§ **PROBLEM TO SOLVE**
From the entries below, return every line that includes the word "warning".

━━ STORED DATA

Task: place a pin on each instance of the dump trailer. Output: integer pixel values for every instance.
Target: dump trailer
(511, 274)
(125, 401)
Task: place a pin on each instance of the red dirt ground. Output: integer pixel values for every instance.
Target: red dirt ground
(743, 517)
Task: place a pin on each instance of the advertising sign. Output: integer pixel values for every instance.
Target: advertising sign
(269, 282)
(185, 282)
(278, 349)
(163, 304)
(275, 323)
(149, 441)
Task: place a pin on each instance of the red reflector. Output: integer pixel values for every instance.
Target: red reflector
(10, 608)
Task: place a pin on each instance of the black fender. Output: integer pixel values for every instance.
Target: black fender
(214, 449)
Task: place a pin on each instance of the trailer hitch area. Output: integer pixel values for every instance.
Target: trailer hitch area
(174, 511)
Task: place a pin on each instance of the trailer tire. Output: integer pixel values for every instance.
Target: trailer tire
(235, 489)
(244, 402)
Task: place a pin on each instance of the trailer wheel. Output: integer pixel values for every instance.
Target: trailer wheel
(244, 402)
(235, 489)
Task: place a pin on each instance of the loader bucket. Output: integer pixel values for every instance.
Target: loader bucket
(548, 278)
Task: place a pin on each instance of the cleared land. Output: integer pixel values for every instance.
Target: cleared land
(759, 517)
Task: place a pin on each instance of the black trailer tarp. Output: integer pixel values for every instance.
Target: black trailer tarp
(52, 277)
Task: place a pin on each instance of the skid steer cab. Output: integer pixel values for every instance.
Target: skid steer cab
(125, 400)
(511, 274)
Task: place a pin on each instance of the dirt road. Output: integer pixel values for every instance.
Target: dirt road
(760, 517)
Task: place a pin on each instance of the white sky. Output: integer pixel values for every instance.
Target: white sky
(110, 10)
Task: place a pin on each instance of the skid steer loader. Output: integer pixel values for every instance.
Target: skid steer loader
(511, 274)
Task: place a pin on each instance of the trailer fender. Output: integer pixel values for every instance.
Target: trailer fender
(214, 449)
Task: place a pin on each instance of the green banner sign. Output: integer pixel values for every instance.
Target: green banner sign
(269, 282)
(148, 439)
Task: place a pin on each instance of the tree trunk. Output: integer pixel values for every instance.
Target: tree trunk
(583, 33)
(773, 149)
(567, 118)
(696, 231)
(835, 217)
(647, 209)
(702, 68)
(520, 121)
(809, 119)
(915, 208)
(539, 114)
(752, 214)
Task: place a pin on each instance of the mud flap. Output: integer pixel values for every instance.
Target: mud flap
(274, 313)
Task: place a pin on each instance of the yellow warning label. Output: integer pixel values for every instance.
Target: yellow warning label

━━━━

§ **EXERCISE OUTPUT**
Task: place a pin on each instance of the yellow warning label. Output: integer pixel values for every instance.
Target: yellow warning label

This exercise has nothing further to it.